▶ TASK INSTRUCTIONS: In the data below, copy out the lines from the one with "Mark a point on each instance of the tree" up to and including the one with "[(172, 326)]". Replace "comma separated" with "separated by commas", keep everything else the same, and give only those lines.

▶ DATA SECTION:
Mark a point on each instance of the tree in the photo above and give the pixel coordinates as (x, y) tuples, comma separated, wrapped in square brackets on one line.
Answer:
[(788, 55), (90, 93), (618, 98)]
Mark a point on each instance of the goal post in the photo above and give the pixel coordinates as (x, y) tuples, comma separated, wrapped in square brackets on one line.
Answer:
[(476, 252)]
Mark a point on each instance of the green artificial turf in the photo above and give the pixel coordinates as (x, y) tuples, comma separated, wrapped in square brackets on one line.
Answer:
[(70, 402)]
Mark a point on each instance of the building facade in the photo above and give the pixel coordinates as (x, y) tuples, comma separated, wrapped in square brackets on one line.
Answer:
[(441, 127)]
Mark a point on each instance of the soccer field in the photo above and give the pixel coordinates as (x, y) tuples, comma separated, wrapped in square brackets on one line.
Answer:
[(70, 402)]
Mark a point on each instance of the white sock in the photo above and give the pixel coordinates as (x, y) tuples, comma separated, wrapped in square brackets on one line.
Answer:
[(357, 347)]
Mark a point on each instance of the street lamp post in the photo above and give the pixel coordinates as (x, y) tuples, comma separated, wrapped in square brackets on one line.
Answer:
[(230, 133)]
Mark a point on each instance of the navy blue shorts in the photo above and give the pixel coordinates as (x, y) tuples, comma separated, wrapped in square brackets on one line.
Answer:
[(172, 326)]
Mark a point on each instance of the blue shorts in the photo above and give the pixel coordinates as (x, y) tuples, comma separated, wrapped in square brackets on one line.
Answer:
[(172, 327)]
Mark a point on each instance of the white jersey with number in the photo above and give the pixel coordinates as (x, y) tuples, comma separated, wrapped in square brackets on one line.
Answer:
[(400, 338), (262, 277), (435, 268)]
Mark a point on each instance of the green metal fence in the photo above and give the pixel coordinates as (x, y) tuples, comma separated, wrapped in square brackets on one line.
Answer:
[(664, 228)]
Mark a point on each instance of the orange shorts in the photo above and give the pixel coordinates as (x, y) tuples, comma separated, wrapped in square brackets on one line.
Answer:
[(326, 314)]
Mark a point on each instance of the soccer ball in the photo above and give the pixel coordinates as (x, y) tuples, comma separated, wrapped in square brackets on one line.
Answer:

---

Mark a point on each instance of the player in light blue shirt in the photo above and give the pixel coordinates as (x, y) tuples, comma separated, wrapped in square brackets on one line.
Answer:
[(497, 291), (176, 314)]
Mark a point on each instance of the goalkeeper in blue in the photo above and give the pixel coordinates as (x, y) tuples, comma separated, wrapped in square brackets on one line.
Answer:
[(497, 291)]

* * *

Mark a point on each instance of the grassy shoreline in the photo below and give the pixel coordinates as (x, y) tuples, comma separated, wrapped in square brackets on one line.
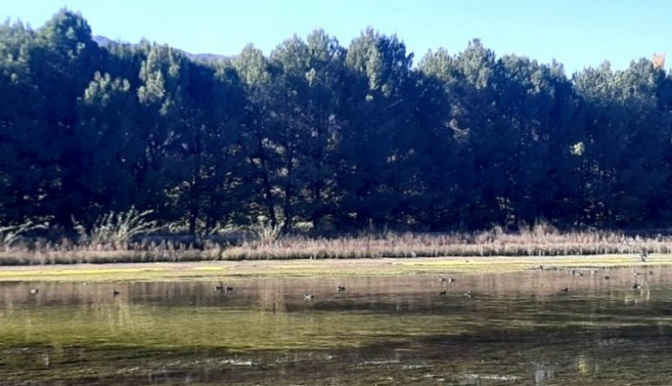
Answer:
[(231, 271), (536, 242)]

▶ EXERCISE OUTPUT:
Mark a point on each instance of the tree in the photo above and give the pixel coordinates as (x, y) tuples, separated by commas, wrapped in square brackets on one line.
Answer:
[(788, 55), (90, 93), (618, 98)]
Mark a point on each instance of the goal post in the photo above and give the pixel coordinates as (x, y) tuples, separated by commas, wrapped in square brackets on one line.
Answer:
[(476, 252)]
Mark a point on each instance of the green artificial turf in the photo above and give the pixel coordinates as (x, y) tuples, separated by commas, wrapped in square brackets on one line.
Answer:
[(70, 402)]
Mark a point on each instance of the building facade in the photo above and give the pixel coordinates as (x, y) tuples, separated by commas, wrapped in square brackets on one line.
Answer:
[(441, 127)]
Mark a point on each instance of the soccer field in the photo above and give the pixel coordinates as (x, y) tuples, separated by commas, wrapped in square brackets on one line.
Answer:
[(70, 402)]
Mark a point on each instance of the white sock in the photo above and give the pixel coordinates as (x, y) tuples, separated by commas, wrapped in square brackets on one line.
Answer:
[(357, 347)]
Mark a point on each instance of the street lamp post in the photo above and give the pixel coordinates as (x, y) tuples, separated by commas, wrapped in square brackets on one line.
Answer:
[(230, 133)]
Mark a point on each instance of the navy blue shorts in the photo above and give the pixel coordinates as (x, y) tuples, separated by commas, wrapped in square brackets on one line.
Answer:
[(172, 326)]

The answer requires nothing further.